(Collection entries)
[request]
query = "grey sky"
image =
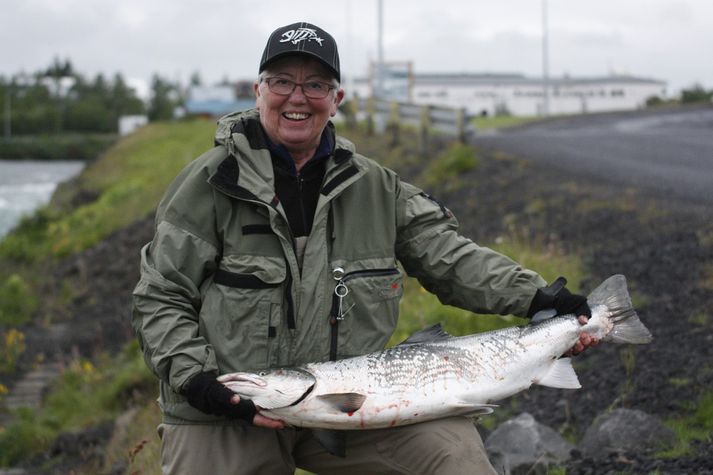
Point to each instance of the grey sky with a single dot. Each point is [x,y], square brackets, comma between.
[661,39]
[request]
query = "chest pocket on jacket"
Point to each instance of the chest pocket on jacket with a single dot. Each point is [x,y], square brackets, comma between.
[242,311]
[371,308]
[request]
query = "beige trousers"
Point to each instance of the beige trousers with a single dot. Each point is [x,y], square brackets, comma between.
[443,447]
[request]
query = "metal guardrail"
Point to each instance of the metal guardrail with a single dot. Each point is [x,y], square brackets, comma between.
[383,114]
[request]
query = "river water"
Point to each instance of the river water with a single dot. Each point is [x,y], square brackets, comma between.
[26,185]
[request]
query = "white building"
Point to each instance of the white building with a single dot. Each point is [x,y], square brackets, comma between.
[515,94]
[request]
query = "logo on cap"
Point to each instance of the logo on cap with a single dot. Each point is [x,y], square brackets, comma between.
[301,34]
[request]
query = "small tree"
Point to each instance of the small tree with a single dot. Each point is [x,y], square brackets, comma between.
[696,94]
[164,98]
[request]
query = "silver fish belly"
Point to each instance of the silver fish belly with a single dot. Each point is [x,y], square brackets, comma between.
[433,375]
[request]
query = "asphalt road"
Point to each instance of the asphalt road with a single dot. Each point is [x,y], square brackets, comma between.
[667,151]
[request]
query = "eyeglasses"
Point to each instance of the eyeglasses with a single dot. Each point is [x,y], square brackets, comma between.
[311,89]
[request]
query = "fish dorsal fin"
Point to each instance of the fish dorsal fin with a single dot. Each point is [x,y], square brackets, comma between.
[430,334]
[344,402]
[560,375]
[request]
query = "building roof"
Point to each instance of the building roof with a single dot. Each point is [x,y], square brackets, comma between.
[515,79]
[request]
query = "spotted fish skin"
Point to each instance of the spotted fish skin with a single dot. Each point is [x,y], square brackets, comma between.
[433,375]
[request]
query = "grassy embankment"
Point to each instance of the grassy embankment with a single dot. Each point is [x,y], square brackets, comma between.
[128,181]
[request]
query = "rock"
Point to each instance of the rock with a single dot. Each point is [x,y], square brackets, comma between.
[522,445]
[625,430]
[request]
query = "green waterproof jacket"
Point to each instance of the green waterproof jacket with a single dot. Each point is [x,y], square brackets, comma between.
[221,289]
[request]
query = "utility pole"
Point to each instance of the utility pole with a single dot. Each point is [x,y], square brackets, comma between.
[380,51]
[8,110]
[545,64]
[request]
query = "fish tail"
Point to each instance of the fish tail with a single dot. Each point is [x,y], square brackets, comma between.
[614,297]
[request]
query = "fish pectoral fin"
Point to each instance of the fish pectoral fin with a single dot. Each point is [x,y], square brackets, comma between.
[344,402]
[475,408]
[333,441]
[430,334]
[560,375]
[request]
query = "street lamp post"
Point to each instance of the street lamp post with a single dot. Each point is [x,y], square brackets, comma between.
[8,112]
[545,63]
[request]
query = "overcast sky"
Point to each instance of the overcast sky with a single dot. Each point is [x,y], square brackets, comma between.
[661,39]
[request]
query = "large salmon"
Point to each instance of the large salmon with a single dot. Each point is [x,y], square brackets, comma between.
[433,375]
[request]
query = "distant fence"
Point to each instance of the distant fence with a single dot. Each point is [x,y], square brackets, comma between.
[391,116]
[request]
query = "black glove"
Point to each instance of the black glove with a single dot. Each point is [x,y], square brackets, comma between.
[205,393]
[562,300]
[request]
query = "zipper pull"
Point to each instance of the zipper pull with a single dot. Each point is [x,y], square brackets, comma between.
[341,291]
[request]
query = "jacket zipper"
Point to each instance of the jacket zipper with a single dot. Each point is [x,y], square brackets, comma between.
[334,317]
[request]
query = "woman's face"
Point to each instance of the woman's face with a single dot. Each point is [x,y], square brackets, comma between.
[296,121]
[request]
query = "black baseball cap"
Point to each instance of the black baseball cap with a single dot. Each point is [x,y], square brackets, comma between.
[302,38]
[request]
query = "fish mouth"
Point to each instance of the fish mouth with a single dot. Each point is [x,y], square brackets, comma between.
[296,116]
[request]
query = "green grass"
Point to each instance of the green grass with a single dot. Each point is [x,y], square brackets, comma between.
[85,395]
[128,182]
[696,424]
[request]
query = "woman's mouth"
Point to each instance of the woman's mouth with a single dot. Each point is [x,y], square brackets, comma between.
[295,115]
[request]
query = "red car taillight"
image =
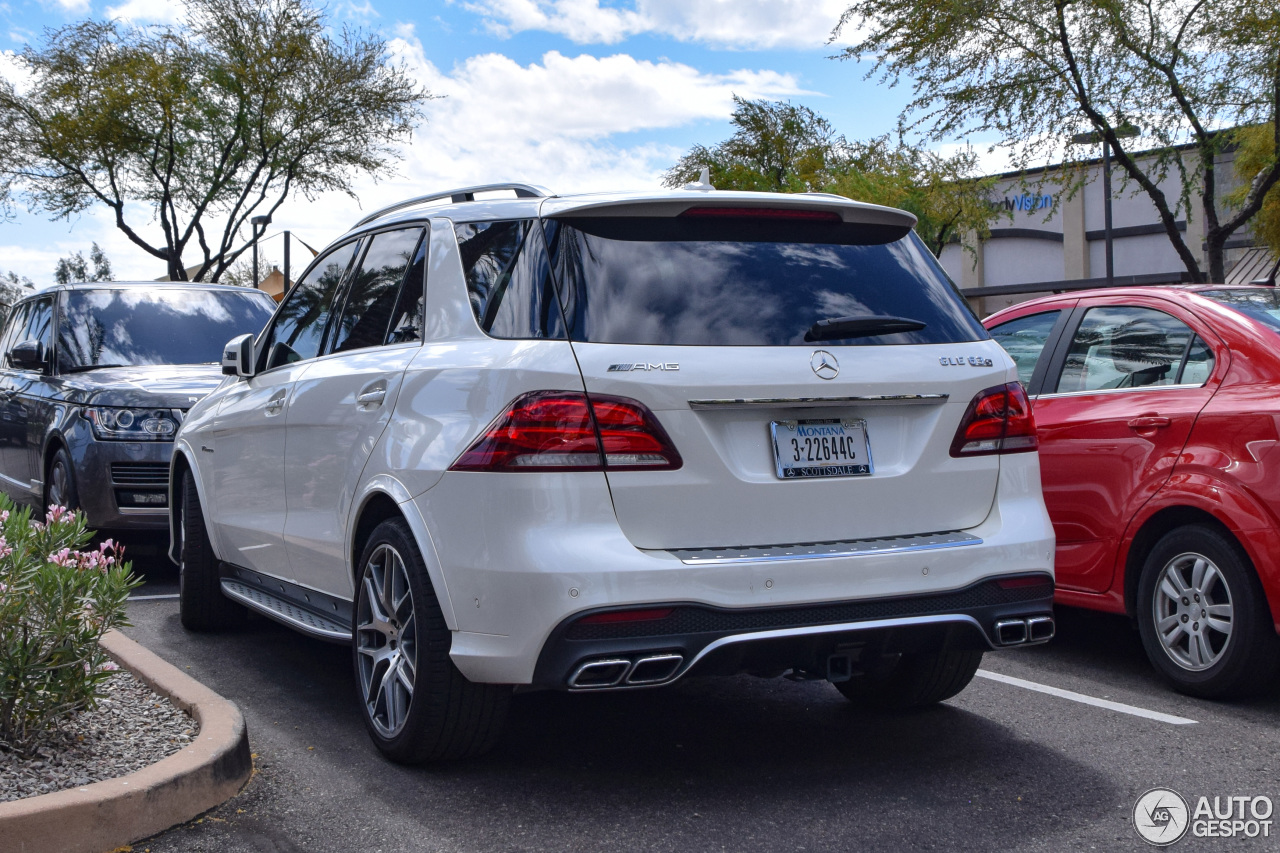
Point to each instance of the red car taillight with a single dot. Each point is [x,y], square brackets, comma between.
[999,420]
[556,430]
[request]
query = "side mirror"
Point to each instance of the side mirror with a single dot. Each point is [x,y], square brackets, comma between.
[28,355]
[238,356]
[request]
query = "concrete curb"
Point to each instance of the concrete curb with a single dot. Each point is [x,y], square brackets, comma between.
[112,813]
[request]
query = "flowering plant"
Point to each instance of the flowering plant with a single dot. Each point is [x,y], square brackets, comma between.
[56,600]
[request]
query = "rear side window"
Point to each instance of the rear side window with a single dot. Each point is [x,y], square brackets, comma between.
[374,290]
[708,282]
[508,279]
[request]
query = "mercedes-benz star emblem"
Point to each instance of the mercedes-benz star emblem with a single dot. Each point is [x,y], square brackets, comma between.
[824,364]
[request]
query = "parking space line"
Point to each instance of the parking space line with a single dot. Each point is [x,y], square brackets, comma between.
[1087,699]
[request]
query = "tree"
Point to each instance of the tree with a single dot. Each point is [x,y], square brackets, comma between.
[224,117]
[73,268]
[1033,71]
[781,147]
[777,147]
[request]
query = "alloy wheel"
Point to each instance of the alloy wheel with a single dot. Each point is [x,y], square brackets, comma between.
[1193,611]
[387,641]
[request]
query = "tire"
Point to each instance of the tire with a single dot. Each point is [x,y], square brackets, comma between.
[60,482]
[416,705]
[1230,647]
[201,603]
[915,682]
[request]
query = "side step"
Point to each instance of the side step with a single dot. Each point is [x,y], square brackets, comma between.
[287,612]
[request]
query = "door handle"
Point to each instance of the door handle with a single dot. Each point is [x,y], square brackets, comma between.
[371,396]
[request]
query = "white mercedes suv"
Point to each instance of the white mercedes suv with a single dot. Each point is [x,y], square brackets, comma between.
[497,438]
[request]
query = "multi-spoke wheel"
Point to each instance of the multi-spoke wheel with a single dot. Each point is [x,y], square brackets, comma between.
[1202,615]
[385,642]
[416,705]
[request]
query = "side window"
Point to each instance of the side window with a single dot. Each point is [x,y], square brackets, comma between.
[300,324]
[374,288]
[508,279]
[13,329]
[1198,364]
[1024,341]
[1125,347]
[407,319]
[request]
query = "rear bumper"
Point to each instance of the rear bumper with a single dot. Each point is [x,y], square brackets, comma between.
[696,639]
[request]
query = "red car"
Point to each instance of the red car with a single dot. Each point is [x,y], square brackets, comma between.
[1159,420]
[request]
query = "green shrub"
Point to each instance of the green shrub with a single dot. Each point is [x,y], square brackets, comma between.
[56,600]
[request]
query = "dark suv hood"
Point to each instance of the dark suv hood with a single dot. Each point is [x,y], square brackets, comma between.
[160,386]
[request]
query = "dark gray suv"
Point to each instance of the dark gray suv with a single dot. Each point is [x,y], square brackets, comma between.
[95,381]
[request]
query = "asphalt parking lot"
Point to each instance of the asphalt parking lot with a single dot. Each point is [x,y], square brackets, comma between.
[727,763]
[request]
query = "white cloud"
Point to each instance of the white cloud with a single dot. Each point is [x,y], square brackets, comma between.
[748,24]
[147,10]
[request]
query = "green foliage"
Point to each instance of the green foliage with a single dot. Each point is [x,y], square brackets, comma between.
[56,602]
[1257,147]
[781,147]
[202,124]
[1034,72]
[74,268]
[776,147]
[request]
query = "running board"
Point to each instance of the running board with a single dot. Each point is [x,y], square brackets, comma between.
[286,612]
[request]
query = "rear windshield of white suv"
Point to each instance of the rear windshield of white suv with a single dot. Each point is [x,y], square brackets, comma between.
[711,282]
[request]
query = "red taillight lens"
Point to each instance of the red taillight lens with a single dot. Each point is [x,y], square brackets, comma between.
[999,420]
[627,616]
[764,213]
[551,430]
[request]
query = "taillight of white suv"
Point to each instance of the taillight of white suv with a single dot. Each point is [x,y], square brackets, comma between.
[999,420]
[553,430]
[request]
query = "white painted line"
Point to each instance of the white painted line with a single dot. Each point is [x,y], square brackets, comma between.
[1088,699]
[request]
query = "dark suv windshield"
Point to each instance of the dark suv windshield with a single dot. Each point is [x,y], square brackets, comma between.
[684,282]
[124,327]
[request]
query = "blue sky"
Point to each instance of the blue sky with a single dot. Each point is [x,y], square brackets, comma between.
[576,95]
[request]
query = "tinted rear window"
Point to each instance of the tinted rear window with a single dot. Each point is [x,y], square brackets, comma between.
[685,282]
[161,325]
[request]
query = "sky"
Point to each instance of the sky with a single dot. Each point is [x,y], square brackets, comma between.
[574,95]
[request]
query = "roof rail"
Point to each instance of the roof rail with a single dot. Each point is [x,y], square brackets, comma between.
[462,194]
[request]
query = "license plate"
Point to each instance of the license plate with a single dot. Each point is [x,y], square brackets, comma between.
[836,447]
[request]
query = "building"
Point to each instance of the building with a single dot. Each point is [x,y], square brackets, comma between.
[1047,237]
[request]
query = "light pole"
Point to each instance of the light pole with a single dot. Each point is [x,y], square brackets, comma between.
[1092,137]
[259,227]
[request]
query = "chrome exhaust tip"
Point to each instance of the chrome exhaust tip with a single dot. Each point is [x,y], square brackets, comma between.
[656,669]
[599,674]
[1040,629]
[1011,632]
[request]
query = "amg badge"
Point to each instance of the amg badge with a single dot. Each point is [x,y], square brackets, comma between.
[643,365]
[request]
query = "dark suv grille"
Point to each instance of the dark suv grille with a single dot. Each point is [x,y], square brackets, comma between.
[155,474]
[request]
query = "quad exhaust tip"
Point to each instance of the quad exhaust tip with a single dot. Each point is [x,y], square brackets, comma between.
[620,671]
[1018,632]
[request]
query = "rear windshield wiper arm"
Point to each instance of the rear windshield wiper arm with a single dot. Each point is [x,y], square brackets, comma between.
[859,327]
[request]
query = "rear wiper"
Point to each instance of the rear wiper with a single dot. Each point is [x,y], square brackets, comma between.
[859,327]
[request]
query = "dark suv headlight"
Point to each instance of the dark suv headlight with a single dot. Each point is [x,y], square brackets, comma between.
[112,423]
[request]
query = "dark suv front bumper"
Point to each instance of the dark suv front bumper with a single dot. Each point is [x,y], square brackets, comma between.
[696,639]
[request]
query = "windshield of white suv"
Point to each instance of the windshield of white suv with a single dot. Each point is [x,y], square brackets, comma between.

Goal = Return every line of the listing above that contains the string "waterproof". Case counts.

Result of this exercise =
query = "green waterproof jacket"
Point to each instance of the green waterproof jacket with a single dot. Each point is [x,y], square brackets, comma between.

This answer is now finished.